DIRECTION:
Copy every line of the listing below word for word, leaving out the pictures.
------ SUPPLIED INFORMATION ------
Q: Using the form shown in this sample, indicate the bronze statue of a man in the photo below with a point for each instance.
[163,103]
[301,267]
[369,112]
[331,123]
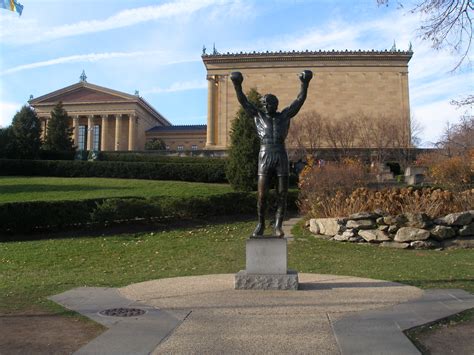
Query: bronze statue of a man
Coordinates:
[272,129]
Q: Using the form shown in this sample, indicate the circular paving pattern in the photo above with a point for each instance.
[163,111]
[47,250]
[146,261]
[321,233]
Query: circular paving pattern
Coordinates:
[123,312]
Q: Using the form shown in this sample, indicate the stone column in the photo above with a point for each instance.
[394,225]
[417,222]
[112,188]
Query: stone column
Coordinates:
[75,124]
[118,132]
[211,111]
[104,130]
[90,132]
[132,131]
[406,107]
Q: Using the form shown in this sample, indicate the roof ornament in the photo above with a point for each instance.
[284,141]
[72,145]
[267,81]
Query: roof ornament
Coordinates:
[394,47]
[83,76]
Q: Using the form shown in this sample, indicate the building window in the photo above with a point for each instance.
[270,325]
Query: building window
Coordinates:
[82,138]
[96,138]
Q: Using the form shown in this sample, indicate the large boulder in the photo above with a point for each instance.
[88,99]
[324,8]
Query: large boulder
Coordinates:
[418,220]
[455,219]
[467,230]
[327,226]
[361,224]
[410,234]
[395,245]
[442,232]
[398,220]
[425,244]
[374,236]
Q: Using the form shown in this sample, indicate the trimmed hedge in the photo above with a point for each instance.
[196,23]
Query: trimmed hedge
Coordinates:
[54,155]
[27,217]
[157,158]
[111,169]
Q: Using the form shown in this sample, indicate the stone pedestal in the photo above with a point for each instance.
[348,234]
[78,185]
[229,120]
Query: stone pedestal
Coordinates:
[266,266]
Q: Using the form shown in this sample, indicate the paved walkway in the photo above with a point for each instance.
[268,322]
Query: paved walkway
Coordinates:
[204,314]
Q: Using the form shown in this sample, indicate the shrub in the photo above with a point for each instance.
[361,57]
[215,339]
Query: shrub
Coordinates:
[434,202]
[26,134]
[241,170]
[128,170]
[58,133]
[60,215]
[157,158]
[57,155]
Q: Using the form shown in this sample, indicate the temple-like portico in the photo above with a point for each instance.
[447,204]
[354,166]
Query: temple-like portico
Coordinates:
[102,119]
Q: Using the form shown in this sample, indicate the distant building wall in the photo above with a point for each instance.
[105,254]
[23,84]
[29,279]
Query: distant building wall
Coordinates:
[345,84]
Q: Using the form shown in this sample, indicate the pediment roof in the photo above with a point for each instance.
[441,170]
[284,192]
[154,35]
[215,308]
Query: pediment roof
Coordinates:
[87,93]
[83,92]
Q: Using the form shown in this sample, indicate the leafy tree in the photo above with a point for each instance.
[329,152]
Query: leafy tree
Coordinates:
[241,169]
[58,136]
[25,134]
[155,144]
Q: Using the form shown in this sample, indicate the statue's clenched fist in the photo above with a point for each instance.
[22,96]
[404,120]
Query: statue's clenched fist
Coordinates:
[306,76]
[236,77]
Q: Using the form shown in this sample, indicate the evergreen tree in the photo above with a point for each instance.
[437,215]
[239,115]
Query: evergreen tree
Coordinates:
[7,143]
[241,169]
[26,134]
[155,144]
[58,136]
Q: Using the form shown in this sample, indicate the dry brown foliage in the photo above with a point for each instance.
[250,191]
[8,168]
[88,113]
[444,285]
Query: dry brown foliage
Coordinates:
[434,202]
[340,189]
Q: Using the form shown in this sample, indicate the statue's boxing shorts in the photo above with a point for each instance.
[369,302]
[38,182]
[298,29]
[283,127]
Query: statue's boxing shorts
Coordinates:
[273,158]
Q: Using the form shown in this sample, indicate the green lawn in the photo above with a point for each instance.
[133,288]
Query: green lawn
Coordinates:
[31,271]
[16,189]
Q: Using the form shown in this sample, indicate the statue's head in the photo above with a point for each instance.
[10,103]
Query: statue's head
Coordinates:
[270,103]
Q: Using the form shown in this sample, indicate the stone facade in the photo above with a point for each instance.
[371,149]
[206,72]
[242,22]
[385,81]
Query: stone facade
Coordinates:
[372,83]
[408,230]
[180,138]
[103,119]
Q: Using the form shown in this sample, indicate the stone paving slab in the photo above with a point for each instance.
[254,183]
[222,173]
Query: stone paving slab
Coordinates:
[224,320]
[126,335]
[204,314]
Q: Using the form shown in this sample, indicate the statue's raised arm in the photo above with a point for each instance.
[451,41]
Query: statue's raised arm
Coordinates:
[237,80]
[294,108]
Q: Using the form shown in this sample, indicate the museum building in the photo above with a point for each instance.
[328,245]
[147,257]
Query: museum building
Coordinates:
[345,83]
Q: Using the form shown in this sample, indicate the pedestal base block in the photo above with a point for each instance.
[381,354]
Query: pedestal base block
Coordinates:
[246,281]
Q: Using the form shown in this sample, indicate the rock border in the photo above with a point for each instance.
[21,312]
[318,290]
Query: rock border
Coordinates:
[403,231]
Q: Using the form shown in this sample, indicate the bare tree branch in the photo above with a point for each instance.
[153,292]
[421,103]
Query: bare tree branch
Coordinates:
[447,24]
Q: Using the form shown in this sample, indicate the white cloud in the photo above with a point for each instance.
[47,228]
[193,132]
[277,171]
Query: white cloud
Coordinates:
[161,58]
[434,117]
[179,86]
[7,111]
[31,32]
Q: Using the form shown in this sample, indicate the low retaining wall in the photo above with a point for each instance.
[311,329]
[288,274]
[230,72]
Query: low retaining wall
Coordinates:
[408,230]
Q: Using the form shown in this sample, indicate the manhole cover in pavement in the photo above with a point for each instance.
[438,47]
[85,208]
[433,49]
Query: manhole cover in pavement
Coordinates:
[123,312]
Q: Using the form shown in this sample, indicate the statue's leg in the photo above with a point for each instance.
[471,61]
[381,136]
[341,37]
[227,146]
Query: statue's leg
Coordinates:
[282,193]
[263,182]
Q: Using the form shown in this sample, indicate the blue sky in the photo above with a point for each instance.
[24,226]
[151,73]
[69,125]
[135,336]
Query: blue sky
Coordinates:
[155,47]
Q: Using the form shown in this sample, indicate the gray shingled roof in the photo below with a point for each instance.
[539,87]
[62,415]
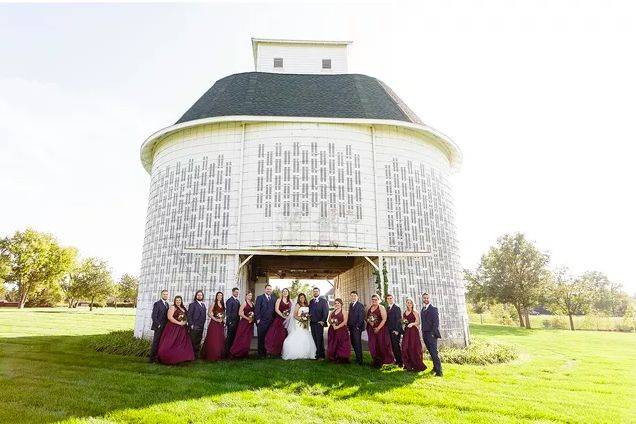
------
RESPONSE TO THE EXERCISE:
Q: Using the form shown in this sample, indicate the bronze statue of a man in the photo below with a point for each instance.
[163,103]
[301,267]
[369,112]
[331,123]
Query: bronze statue of a man
Coordinates:
[272,129]
Q: Using the form shown in this sample, indicate the circular paving pattern in the photo above with a point for each instance.
[163,111]
[47,250]
[146,261]
[321,233]
Query: circular paving pattern
Coordinates:
[123,312]
Q: Using the form shown in this sample, indicate the stone column in the photo above with a point for each instance.
[394,225]
[417,222]
[112,188]
Query: stone column
Coordinates:
[75,124]
[118,132]
[211,111]
[104,130]
[90,132]
[132,131]
[406,107]
Q: Using the form shown in this sample, indicate the roof ornament in the photo above with a point for each instance.
[284,141]
[72,145]
[267,81]
Query: roof ornament
Coordinates:
[394,47]
[83,76]
Q: Using the form shown in this sample, indicate the building window in the photo above with a point for each instance.
[270,325]
Query: building window
Coordinates:
[82,138]
[96,138]
Q: Using the form shown in this sample, indicate the large boulder in the photo above with a point for each instance.
[88,99]
[324,8]
Query: large boulder
Coordinates:
[418,220]
[455,219]
[467,230]
[327,226]
[361,224]
[410,234]
[395,245]
[442,232]
[398,220]
[425,244]
[374,236]
Q: Using the form shown in this sample, indicate the trimmed hedge in the photo above with a point for each instance.
[196,23]
Query: trimmed hedge
Coordinates:
[54,155]
[27,217]
[157,158]
[111,169]
Q: Using the form shown in this sample, indicate the stone pedestal in the photo above with a point for each instance.
[348,234]
[78,185]
[229,120]
Query: stone pedestal
Coordinates:
[266,266]
Q: Using the form shown in this sample, indicate the paved walkway in the photo above with a point for each instance.
[268,322]
Query: paved walkway
Coordinates:
[204,314]
Q: Using the form shown in this sample, indicate the shrub in the photo above with a point for each instance.
[361,57]
[215,339]
Query: shrub
Coordinates:
[434,202]
[26,134]
[241,170]
[128,170]
[58,133]
[60,215]
[157,158]
[57,155]
Q: Using the form shown in this sample, indicate the temple-like portico in the photo above with a point for each instance.
[447,204]
[354,166]
Query: temple-like portico
Coordinates:
[102,119]
Q: Using the form shown in this sample, indicate the distant building wall in the photo above with a point for each instance.
[105,254]
[23,84]
[29,279]
Query: distant building wall
Coordinates:
[345,84]
Q: Using the form shown in this sample, indicate the pediment roof in the photo above with a point for each instance.
[441,170]
[284,192]
[154,35]
[215,308]
Query: pediment roof
Coordinates:
[87,93]
[83,92]
Q: Using the form shown in this sample, indicate the leafy tree in the photo above with a point for each instance.
[329,152]
Query: leafy tree
Coordinates:
[241,169]
[58,136]
[25,134]
[155,144]
Q: Using the form shown in this sample, indicate the statue's clenched fist in the photo above with a point for each instance.
[22,96]
[404,120]
Query: statue's clenched fist
Coordinates:
[306,76]
[236,77]
Q: Using the form shown in this sample, indicate the evergreen tree in the photo above with a point for each instance.
[437,215]
[239,115]
Query: evergreen tree
Coordinates:
[7,143]
[241,169]
[26,134]
[155,144]
[58,136]
Q: Using the form shown in this sample, indicate the dry brown foliage in the photo above with a point for each instance.
[250,191]
[8,168]
[88,113]
[444,285]
Query: dry brown foliage
Coordinates:
[434,202]
[340,189]
Q: Using the form shown in this sample, indicate the statue's boxing shorts in the photo above with a point for each instance.
[369,302]
[38,182]
[298,29]
[283,127]
Query: statue's boxing shorts
Coordinates:
[273,158]
Q: Using the form shown in this sample, indicate the green lawn in the photo above with a point for each instance.
[133,288]
Query: green lawn
Coordinates:
[31,271]
[16,189]
Q: Using the form shown in this sample, indicate the statue's head in the photo above with a point for each instance.
[10,103]
Query: statue's head
Coordinates:
[270,103]
Q: Using the form shown in this sample, indicate the stone facade in the photo above with a point for each instance.
[371,149]
[206,72]
[242,22]
[385,81]
Query: stone facade
Coordinates:
[372,83]
[408,230]
[180,138]
[103,119]
Q: Using the form shown in this sample, indicate the stone paving slab in the photo above with a point for each instance.
[254,183]
[222,173]
Query: stone paving slab
Coordinates:
[224,320]
[126,335]
[204,314]
Q: Using the form shown in this sample, indicate the statue's raised arm in the photo above with a point for each instance.
[451,41]
Query: statue's raised arm
Coordinates:
[237,80]
[294,108]
Q: Using the form shown in this sample, indicate the museum building in the photo above with a point for each instance.
[328,245]
[147,257]
Query: museum building
Coordinates:
[345,83]
Q: Using the form shown in this sample, indicate the pedestal base block in the photo above with a point for each instance.
[381,354]
Query: pedestal base block
Coordinates:
[246,281]
Q: Using the form shown in this sample, indicate the rock border in the photo above with a point for each instance.
[21,312]
[318,290]
Query: rock border
Coordinates:
[403,231]
Q: Using the form shown in this sample, indicate the bare tree branch in the photo above with a point for each instance.
[153,292]
[421,103]
Query: bare tree branch
Coordinates:
[447,24]
Q: Using the form shown in this sample, indicate the white cloud in the photo above with a point for each instance.
[47,228]
[193,132]
[277,171]
Query: white cloud
Coordinates:
[161,58]
[434,117]
[179,86]
[7,111]
[31,32]
Q: Using the form shown in this sample, indicate the low retaining wall in the photo above with a point for each instance.
[311,329]
[288,274]
[230,72]
Query: low retaining wall
Coordinates:
[408,230]
Q: Using the form shown in this sample, indicate the manhole cover in pavement in the photo above with a point for each instance.
[438,47]
[85,208]
[433,49]
Query: manhole cover in pavement
Coordinates:
[123,312]
Q: Using the form shown in this sample, indicate the statue's leg in the photo above with a point for each instance.
[471,61]
[381,136]
[341,37]
[227,146]
Query: statue's leg
Coordinates:
[282,193]
[263,182]
Q: Using the form shown in this sample, indicate the blue sky in the photo above with a point for each instance.
[24,226]
[151,73]
[69,125]
[135,336]
Query: blue sky
Coordinates:
[155,47]
Q: Using the form shown in this sample, indicate the gray shingled roof in the photo below with a point for each instance.
[539,87]
[62,415]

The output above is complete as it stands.